(Source document)
Returning to Daytona for the Coke Zero 400, Johnson led 94 laps and held off Tony Stewart and Kevin Harvick on a green-white-checker finish to win his fourth race of the year. In winning the race, Johnson became the first driver since Bobby Allison in 1982 to sweep both Daytona races in a season.[63] This was a significant improvement in Johnson's runs on the restrictor plate tracks, as he had been crashed out of the running at both Daytona races in 2012, had an engine failure early while leading at Talladega in the spring and was part of a crash on the last lap in the fall. Also, he was one of only three drivers to sweep the top ten, the other two drivers being Ryan Newman and Dale Earnhardt, Jr.

At New Hampshire for the Camping World RV Sales 301, Johnson qualified second, but failed post-qualifying inspection after his car was found to be too low, and started the race in 43rd,[64] the first time in his career he started dead last. In the race, Johnson passed seven cars in the first four laps and reached the Top 20 by lap 50, while reaching the top ten by lap 165; Johnson would finish sixth.[65] He almost won the pole position at Indianapolis but was bumped to second by Ryan Newman. Johnson led the most laps and almost won, but a slow final pit stop cost him the race to Newman. The following week at Pocono, Johnson won another pole position, setting another track qualifying record. He led 43 of the first 80 laps before he cut a right front tire that knocked a spark plug loose and affected the handling of the car. Johnson's pit crew worked hard to repair the car, fixing the plug on the last pit stop, and managing to salvage a 13th-place finish after racing near the back of the pack for most of the race.

Returning to Michigan, Johnson qualified third but crashed in happy hour, forcing him to a backup car and a 43rd starting spot. After running up to the lead through pit stop strategy, Johnson lost an engine on lap 55, relegating him to a 40th-place finish. This was followed by a streak of three poor finishes of 36th at Bristol, 28th at Atlanta, and 40th at Richmond due to crashes and mechanical failures.

Johnson started the Chase seeded in second place. He started the Chase with a fifth-place finish at Chicago, followed by a fourth-place finish at New Hampshire. At Dover, Johnson led 243 laps and held off Dale Earnhardt, Jr. over the last 25 laps to win his eighth race at the track, also redeeming himself for the restart line violation that had cost him a shot at winning the June race.[66]

Johnson spent the next several races chasing Matt Kenseth for the points lead, eventually gaining it at Talladega, though losing it when he and Kenseth tied for points lead at Martinsville. Returning to Texas, Johnson had the dominant car, leading 255 laps to his sixth win of the season. The following weekend at Phoenix, Johnson avoided trouble in tight racing on two separate occasions (a near scrape in turn 4 on the first lap, and later a near spin after contact with Carl Edwards in turn 1) to escape with a third-place finish. He also capitalized on Kenseth suffering from a poor-handling car. With Kenseth finishing 23rd, Johnson took a 28-point lead to the season finale at Homestead-Miami Speedway. In the finale, Johnson raced conservatively to a ninth-place finish to secure his sixth title. He closed out the season with six wins, three poles, 16 top five and 24 top ten finishes, with an average finish of 9.8 and average start of 10.7.

(Dataset rows)
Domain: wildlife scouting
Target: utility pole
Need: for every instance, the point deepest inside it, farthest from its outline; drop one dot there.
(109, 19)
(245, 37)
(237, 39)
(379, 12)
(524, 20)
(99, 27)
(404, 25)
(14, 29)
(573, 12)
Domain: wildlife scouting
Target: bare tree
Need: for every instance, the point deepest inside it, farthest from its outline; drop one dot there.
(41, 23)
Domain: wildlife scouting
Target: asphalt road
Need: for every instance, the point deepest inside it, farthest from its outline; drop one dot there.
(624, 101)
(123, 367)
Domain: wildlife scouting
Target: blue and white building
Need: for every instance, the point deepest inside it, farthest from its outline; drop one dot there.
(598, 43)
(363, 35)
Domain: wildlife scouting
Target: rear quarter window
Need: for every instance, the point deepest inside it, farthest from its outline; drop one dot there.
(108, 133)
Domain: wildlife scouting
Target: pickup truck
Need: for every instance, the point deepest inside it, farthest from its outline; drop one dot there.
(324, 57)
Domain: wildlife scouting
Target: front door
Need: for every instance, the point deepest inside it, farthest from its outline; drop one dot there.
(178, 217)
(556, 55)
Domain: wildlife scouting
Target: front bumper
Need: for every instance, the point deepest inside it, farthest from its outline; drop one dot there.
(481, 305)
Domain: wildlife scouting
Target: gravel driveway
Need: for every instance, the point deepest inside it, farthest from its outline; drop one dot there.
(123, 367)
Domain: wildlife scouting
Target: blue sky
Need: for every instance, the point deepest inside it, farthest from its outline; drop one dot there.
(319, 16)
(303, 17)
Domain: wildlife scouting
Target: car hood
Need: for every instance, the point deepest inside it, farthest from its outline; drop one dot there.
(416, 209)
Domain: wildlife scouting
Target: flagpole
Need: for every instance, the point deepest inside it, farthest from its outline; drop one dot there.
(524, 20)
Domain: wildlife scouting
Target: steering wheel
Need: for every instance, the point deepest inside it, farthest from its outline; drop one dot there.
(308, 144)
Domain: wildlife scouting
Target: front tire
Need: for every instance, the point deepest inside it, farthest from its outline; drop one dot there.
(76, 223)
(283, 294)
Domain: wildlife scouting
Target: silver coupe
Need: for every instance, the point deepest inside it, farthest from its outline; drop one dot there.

(Required actions)
1 > Copy the racing recap, starting with "Returning to Michigan, Johnson" and going on through "and mechanical failures.", but swap "happy hour" for "final practice".
2 > Answer these questions from the racing recap.
(a) At Pocono, what did the cut right front tire knock loose?
(b) At Dover, which driver did Johnson hold off over the last 25 laps?
(c) What was Johnson's average finish for the season?
The data play no part in this.

(Solution list)
1 >
Returning to Michigan, Johnson qualified third but crashed in final practice, forcing him to a backup car and a 43rd starting spot. After running up to the lead through pit stop strategy, Johnson lost an engine on lap 55, relegating him to a 40th-place finish. This was followed by a streak of three poor finishes of 36th at Bristol, 28th at Atlanta, and 40th at Richmond due to crashes and mechanical failures.

2 >
(a) A spark plug.
(b) Dale Earnhardt, Jr.
(c) 9.8.